■ **WORK TO BE COMPLETED**
From the first line to the last, write out the data below exactly.

■ **INPUT MATERIAL**
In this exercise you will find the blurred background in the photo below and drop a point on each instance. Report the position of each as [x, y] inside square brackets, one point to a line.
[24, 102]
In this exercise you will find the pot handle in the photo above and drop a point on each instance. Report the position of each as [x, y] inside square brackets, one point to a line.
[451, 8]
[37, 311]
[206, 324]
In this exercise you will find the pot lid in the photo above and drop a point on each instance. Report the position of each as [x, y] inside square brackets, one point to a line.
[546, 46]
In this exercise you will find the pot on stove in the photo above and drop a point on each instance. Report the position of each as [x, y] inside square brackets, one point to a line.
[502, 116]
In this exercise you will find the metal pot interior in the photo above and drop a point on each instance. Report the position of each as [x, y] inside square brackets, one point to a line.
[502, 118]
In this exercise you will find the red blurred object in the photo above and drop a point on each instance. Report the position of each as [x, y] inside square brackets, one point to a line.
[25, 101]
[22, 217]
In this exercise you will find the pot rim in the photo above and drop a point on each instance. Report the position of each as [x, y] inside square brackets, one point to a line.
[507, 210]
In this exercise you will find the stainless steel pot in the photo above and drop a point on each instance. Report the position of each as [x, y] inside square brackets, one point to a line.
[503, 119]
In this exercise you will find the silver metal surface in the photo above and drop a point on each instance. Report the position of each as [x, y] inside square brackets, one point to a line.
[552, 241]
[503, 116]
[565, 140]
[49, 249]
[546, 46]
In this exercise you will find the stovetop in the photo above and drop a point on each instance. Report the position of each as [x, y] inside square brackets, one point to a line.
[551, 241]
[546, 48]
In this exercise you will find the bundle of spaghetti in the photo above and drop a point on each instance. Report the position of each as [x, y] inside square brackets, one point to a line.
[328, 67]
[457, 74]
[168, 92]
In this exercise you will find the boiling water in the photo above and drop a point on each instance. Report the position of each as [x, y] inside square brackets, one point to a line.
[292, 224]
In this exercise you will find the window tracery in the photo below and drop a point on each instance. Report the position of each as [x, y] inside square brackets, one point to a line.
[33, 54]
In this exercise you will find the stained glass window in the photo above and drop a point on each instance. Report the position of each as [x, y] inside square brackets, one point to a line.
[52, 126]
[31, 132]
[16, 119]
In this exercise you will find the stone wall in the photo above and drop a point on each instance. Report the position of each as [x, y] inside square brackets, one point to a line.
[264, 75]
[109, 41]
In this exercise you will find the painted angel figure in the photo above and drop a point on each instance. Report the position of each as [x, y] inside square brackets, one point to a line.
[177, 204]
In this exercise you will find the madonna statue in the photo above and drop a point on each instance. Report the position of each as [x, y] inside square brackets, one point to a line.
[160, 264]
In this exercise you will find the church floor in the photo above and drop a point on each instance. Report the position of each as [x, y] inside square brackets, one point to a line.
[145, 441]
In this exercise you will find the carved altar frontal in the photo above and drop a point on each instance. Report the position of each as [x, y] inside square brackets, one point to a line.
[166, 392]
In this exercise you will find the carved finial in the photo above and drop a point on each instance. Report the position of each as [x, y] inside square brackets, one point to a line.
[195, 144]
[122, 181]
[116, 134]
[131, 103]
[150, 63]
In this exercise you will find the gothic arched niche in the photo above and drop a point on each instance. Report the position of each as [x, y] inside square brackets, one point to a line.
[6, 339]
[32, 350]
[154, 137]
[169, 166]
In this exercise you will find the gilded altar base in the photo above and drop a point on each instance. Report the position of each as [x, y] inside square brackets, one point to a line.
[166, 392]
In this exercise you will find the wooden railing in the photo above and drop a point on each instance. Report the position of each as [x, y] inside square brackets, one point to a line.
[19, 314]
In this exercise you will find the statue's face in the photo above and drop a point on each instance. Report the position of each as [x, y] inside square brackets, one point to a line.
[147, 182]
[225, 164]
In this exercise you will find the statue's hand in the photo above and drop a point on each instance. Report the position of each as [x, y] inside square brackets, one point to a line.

■ **EXERCISE RESPONSE**
In this exercise you will find the blurred background in the photo below and drop a point on each instance. Report the position of each as [x, y] inside square brackets, one point to a line.
[24, 102]
In this exercise you will find the pot handle in the photo above and drop a point on each instance. Report the position of each as [x, y] inside square brackets, one point to a line.
[451, 8]
[37, 311]
[206, 324]
In this exercise you will find the pot lid in the photo above and drop a point on each instance. Report the position of each as [x, y] inside square brackets, one point to a line.
[546, 46]
In this exercise you will find the pot on stove in the photo above and drop a point on each instance. Report the position of each as [x, y] inside square brackets, one point to a line.
[502, 116]
In this exercise you will find the metal pot interior in the photo above and drop a point on each instance. Report the position of each as [x, y] inside square brackets, one point to a line.
[502, 118]
In this exercise you will find the red blurred object in the photo above and drop a point on each instance. Report the position of each as [x, y] inside square brackets, one point to a line.
[25, 101]
[22, 217]
In this exercise you will find the pot rim in the photo above and drop a point on each instance. Report the position of each as [x, y] inside square brackets, one point to a line.
[507, 210]
In this exercise you will find the stainless steel pot in the photo above and drop a point on each instance. Report the position of each as [x, y] inside square brackets, one point to a line.
[503, 119]
In this exercise you will find the silver metal surface in the photo above and drop a point on each instance. Report the position of each as [x, y] inside square brackets, one point to a line.
[552, 241]
[503, 116]
[565, 140]
[49, 249]
[546, 46]
In this exercise you will find the stovetop in the photo above and drop a point on each instance. Report the position of each as [x, y] inside square brackets, one point to a line.
[551, 241]
[546, 48]
In this exercise you will find the bundle of spaghetti in the photo above and drop a point on each instance. Report the position of each as [x, y] inside square brackets, one point to a line.
[328, 67]
[457, 74]
[168, 92]
In this exercise you will find the boiling water in the photo above and drop a point on each instance. Report the position of each as [x, y] inside square brackets, one point to a line.
[292, 224]
In this exercise you will find the window tracery in the photo below and drop a point on each instance. Report the position of each as [x, y] inside square brackets, one point to a line.
[33, 54]
In this exercise you will find the stained glass window in the photo above and drop a point on each instance. Report the position of each as [x, y] inside square brackets, one point to a line.
[52, 126]
[31, 132]
[16, 119]
In this exercise you will find the stone wall in the photo above and drop a point on each instance. Report the position of each as [x, y] inside square brackets, one point to a line.
[264, 75]
[109, 41]
In this exercise you will find the painted angel figure in the photo above and drop a point on each instance. Report the position of each as [x, y] inside square brackets, one point to a line.
[177, 204]
In this exercise you will find the madonna statue in the photo above and drop a point on each instance. Report the position of each as [x, y] inside square brackets, one point to a line.
[160, 264]
In this exercise you will find the church floor in the photo above and drop a point on each instance. Report the position of each as [x, y] inside square brackets, one point to a line.
[145, 441]
In this exercise you will find the carved altar frontal in the photo above and drop a point on each instance. Report the position of each as [x, y] inside square brackets, one point to a line.
[166, 392]
In this exercise you will find the carved finial in the photo above and drop a point on each instance. Report the position of each as [x, y] inside square brackets, one point to a line.
[195, 144]
[122, 181]
[116, 134]
[131, 103]
[150, 63]
In this exercise you will find the gothic arched niche in the photo above and drop a point on each instance. Report the position of each as [x, y] inside square brackets, one point to a line.
[6, 339]
[32, 350]
[154, 137]
[169, 166]
In this exercise you will find the gilded altar base in the photo above and drop a point on each instance. Report the position of each as [x, y] inside square brackets, one point to a line.
[166, 392]
In this exercise you will find the wooden railing in the photo above and drop a point on each instance. Report the position of each as [x, y] inside square brackets, one point to a line.
[19, 314]
In this exercise you will find the statue's face in the photo above and drop a point on each instance. Report the position of each as [x, y] inside square brackets, one point to a line.
[147, 182]
[225, 164]
In this exercise you will find the statue's hand in the photo above and drop a point on each instance. Report the position of each as [x, y] inside square brackets, one point to a line.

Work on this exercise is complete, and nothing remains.